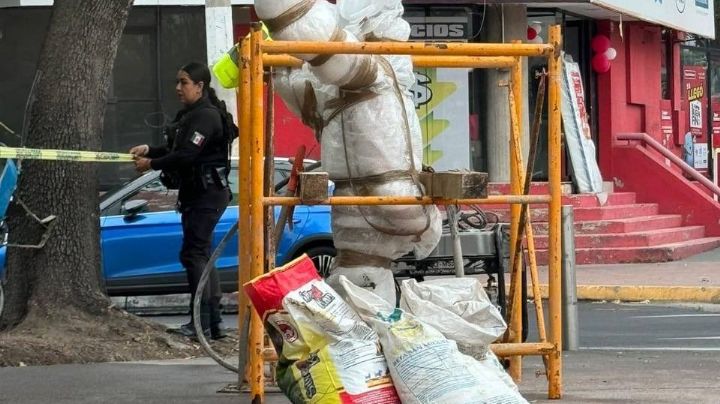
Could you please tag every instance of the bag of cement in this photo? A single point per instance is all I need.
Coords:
(425, 366)
(327, 354)
(457, 307)
(460, 309)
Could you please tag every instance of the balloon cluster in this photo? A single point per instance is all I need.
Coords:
(604, 53)
(533, 35)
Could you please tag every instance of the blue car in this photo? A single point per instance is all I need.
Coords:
(141, 236)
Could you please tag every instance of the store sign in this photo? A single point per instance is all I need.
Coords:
(442, 29)
(694, 16)
(700, 158)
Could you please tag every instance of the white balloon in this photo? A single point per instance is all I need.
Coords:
(611, 53)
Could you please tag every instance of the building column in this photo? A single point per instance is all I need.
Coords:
(502, 24)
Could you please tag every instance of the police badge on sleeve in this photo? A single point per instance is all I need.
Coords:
(198, 139)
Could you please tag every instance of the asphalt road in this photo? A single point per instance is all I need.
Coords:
(637, 326)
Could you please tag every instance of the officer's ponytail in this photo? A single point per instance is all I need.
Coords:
(199, 72)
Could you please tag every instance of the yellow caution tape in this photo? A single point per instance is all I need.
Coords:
(64, 155)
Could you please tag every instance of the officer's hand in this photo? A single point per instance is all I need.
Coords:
(140, 150)
(142, 164)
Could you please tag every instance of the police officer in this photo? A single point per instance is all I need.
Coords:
(195, 161)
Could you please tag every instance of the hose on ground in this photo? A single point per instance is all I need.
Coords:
(198, 298)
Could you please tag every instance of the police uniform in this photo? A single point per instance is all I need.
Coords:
(195, 159)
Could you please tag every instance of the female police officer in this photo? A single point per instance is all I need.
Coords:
(195, 160)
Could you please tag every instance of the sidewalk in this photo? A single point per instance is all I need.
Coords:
(589, 377)
(695, 279)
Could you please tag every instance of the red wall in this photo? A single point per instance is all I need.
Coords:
(630, 94)
(630, 101)
(672, 191)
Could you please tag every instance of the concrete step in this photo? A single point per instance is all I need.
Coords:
(627, 225)
(592, 200)
(536, 188)
(591, 213)
(637, 239)
(578, 201)
(659, 253)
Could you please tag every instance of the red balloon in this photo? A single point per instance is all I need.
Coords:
(600, 43)
(601, 64)
(532, 34)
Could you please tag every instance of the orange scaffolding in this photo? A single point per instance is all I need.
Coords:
(257, 54)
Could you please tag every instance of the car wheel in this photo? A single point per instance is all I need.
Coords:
(323, 257)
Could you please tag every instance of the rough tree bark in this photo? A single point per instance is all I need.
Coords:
(76, 65)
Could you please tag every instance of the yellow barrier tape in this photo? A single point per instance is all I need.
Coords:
(64, 155)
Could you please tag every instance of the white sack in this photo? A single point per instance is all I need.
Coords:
(460, 309)
(425, 366)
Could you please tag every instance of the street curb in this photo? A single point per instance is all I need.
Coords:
(636, 293)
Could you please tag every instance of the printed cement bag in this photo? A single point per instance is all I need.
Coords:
(327, 354)
(457, 307)
(460, 309)
(425, 366)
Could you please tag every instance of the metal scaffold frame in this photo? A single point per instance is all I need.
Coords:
(257, 54)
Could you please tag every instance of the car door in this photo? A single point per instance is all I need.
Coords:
(140, 251)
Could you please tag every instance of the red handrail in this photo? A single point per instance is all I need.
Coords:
(644, 137)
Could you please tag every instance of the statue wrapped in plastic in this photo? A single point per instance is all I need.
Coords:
(363, 114)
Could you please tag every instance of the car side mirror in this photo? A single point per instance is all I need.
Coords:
(132, 208)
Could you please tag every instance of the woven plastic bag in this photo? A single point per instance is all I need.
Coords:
(327, 354)
(425, 366)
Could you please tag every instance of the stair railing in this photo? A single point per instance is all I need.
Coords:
(649, 141)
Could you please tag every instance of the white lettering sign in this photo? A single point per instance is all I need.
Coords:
(695, 16)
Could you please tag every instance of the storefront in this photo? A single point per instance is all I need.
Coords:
(664, 81)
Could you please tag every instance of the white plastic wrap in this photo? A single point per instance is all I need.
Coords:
(382, 19)
(375, 136)
(460, 309)
(425, 366)
(577, 130)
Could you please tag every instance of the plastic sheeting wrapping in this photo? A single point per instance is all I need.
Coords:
(377, 135)
(577, 130)
(460, 309)
(425, 366)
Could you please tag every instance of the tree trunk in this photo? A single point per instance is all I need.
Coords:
(76, 65)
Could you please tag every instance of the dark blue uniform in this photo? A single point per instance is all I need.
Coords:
(196, 160)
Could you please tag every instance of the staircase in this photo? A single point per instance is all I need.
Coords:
(619, 231)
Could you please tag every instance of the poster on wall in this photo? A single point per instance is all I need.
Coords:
(578, 137)
(441, 95)
(694, 79)
(441, 103)
(700, 157)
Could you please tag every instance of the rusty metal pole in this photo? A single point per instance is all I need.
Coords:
(554, 253)
(243, 154)
(257, 227)
(407, 48)
(516, 184)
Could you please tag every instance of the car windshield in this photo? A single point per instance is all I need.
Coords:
(117, 188)
(149, 188)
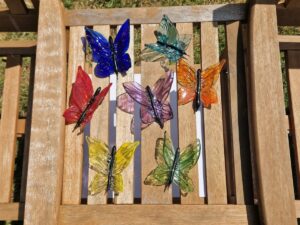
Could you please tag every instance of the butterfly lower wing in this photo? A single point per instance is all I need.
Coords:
(124, 156)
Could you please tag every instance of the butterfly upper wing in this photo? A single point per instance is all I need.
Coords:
(82, 91)
(101, 53)
(124, 156)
--*--
Work task: Leaving out the pictures, repeat all the entries exactly as they stand.

Your response:
Could you please tag every instance of the bag of cement in this photo? A single point per instance is all I need.
Coords:
(425, 366)
(327, 354)
(457, 307)
(460, 309)
Could you please tag every instance of the balloon cluster in this photo? A single point per instance is all I need.
Coords:
(604, 53)
(533, 35)
Could you please tag every instance of the blue car in this photo? A single point per instance is all I need.
Coords:
(141, 236)
Could you please tag every instance of the store sign in this photo? A single point per instance is all I need.
Coords:
(442, 29)
(694, 16)
(700, 158)
Could you please tag every instance of the white balloon in this photo? A single point per instance is all I need.
Coords:
(611, 53)
Could you please tag every instance of the building column in this photo? A single point per instance is all I need.
Coords:
(502, 24)
Could you please tag every instance of the police badge on sleeve in this photo? A single point per instance is all I need.
Coords:
(198, 139)
Could you please tag every instance of the asphalt road in this photo? A single point per instance is all I need.
Coords:
(637, 326)
Could you please tag every instance of the officer's ponytail in this photo? A single point per instance is all I need.
Coords:
(199, 72)
Could you please tag every instance of the yellow caution tape in this photo? A single point per instance is all I need.
Coords:
(64, 155)
Could you please tag every instance of the officer's hand in this photo? A single point per instance is all I need.
Coords:
(140, 150)
(142, 164)
Could you please tag every instance of the police officer in this photo? A single point per instance is all I need.
Coords:
(195, 161)
Could you please tag every instance of the hose on ground in this photo? A single point per instance is all I need.
Coords:
(198, 298)
Could you please tag every instance of the police uniform in this photo? A single point per instance is all I need.
Coords:
(195, 159)
Could you please tag every instance of the female police officer in this photo? A single point per instance is all I need.
Coords:
(195, 160)
Could you please tag every instance of the sidewalk in this photo? A single point per instance is all I need.
Coords:
(589, 377)
(695, 279)
Could you please tag every instance of the red wall in this photo? A single point per instance is all I need.
Coords:
(630, 94)
(630, 101)
(672, 191)
Could you please tag every instance of the concrete step in this photo? A single point per instance is all I need.
Coords:
(627, 225)
(592, 200)
(536, 188)
(591, 213)
(637, 239)
(578, 201)
(659, 253)
Could you please tag every instance of the red balloon in this photo? A single point per instance is all I need.
Coords:
(600, 43)
(601, 64)
(532, 34)
Could you please tag every instance of the orange scaffolding in this photo? A single point per instance is all I need.
Coords:
(257, 54)
Could you please tag every instance of the car wheel in this photo? A single point per instance is all I need.
Coords:
(323, 257)
Could you please tag every instance of the rough tree bark in this photo? A single point per instance is all I need.
Coords:
(76, 65)
Could you please tag every instance of the yellow barrier tape in this photo? A single point per instance is all I need.
Coords:
(64, 155)
Could you please tag every instance of the white sack in this photo? A single point per instance is all I need.
Coords:
(460, 309)
(425, 366)
Could you please tag every instance of the street curb in this photo? A single point per instance is all I need.
Coords:
(636, 293)
Could you please tag every instance of the printed cement bag in this photo? A single point per instance is all I need.
Coords:
(327, 354)
(457, 307)
(460, 309)
(425, 366)
Could you please tag every instance of the metal scaffold frame in this photo? A single point per instance is all I need.
Coords:
(257, 54)
Could you please tag every instance of the car door in this photo? A single point per instance is all I need.
Coords:
(140, 251)
Could you please tag every instance of the red handrail in this photo? A single point per instance is all I need.
Coords:
(644, 137)
Could you please tag every instance of the statue wrapped in plastic in this photo? A single point per instance is all I need.
Coords:
(363, 114)
Could you please tag every instance of the car side mirror in this photo? A single point per instance is all I need.
Coords:
(132, 208)
Could you please tag every instance of the woven plastic bag in this photo? A single point per instance is all I need.
Coords:
(327, 354)
(425, 366)
Could you please tag every instance of the stair railing in this photo? A single point per instance is all I need.
Coords:
(649, 141)
Could you please tag every instance of the white lettering sign in this photo? A single point per instance is all I need.
Coords:
(695, 16)
Could you please tag every instance of the storefront in this photo? A single point per instance is all I need.
Coords:
(664, 81)
Could you please tag every instance of the white plastic wrap in this photo? A single point per instance is all I need.
Coords:
(382, 19)
(375, 136)
(460, 309)
(425, 366)
(577, 130)
Could you please tag every instance of the plastic sheeting wrapping in this photo? A single point per instance is all I need.
Coords:
(377, 135)
(577, 130)
(460, 309)
(425, 366)
Could you please tag every instance of the tree trunk in this photo? A single point per instance is all I need.
Coords:
(76, 65)
Could you please tag every instance of the dark blue uniform in this photo? A single point per instance is all I need.
Coords:
(196, 160)
Could you please tag every instance of the staircase in this photo? A single point per instance is all I need.
Coords:
(619, 231)
Could you please tag every instance of the poster on wall in this photo? A single point per instance is all I need.
Coords:
(578, 137)
(441, 95)
(694, 79)
(441, 103)
(700, 157)
Could you please tag every instance of the rusty metal pole in this photo? A single point per instance is all I need.
Coords:
(554, 253)
(243, 154)
(257, 227)
(407, 48)
(516, 184)
Could you please tag every instance of the car windshield in this photo? A single point per instance is all I need.
Coords:
(117, 188)
(149, 188)
Could you please tag every instance of the butterfly lower wing in this photo? A single point per instance is all I need.
Coords:
(124, 156)
Could you please tag every instance of the butterfly upper wing in this photo? A single point per instance is all I need.
Coords:
(82, 91)
(101, 53)
(124, 156)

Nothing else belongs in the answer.